- _Extracted information_:
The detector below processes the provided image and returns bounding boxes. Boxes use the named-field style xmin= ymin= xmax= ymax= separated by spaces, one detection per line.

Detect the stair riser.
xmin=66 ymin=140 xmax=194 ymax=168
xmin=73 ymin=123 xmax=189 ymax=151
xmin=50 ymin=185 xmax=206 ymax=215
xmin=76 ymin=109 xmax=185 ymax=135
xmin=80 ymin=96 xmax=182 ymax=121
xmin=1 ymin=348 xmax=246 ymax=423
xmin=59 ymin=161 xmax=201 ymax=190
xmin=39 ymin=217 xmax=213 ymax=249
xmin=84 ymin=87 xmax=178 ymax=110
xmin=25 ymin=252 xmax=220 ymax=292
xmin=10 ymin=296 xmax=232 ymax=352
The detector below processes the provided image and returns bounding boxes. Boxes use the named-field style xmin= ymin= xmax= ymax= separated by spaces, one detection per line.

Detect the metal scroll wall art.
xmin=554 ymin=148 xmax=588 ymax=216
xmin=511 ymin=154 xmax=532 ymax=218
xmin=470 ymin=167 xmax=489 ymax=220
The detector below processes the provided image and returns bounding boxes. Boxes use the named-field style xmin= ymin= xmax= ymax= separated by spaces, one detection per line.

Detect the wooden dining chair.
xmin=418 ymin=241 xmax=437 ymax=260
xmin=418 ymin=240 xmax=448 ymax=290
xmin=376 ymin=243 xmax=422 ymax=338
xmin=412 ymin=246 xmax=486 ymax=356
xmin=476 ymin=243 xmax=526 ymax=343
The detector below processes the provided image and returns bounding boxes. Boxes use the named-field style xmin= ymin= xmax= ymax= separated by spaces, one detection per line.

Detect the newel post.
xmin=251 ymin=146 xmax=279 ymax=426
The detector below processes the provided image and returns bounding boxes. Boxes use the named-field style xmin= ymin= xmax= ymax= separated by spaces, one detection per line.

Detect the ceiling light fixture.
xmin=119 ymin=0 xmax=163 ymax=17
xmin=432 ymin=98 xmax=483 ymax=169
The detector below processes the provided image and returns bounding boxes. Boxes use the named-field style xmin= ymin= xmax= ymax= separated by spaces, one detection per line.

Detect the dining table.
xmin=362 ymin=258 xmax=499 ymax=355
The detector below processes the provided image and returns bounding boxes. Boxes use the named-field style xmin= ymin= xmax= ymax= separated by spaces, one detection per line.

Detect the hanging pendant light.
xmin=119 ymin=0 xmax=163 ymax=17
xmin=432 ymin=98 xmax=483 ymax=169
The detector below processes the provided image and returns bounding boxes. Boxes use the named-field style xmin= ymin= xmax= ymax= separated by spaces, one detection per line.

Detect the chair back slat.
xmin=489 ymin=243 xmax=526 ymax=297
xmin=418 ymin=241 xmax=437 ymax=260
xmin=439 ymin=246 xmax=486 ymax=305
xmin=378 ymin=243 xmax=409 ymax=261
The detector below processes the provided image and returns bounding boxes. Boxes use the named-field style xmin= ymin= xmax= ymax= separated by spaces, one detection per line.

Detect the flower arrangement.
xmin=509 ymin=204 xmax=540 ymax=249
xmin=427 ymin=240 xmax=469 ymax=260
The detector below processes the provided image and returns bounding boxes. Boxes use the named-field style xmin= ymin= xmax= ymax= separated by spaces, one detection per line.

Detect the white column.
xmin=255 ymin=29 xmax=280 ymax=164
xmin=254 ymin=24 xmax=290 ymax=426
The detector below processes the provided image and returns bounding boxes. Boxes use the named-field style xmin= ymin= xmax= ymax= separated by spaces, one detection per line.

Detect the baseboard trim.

- _Exercise details_: The only output should be the lines from the one containing "Detect the flower arrangement." through the final line of the material above, copied exactly.

- _Written response_:
Detect the flower arrangement.
xmin=509 ymin=204 xmax=540 ymax=249
xmin=427 ymin=240 xmax=469 ymax=260
The detector below processes the provided image and returns bounding boxes. Boxes use the named-field style xmin= ymin= xmax= ymax= separated by spaces, one detection per line.

Detect the white column.
xmin=255 ymin=29 xmax=280 ymax=164
xmin=254 ymin=24 xmax=290 ymax=426
The detector below processes the provided image and returns bounding boxes. Boxes use the named-field style xmin= ymin= xmax= ymax= separated by spaces, one detection per line.

Detect the baseboard trim.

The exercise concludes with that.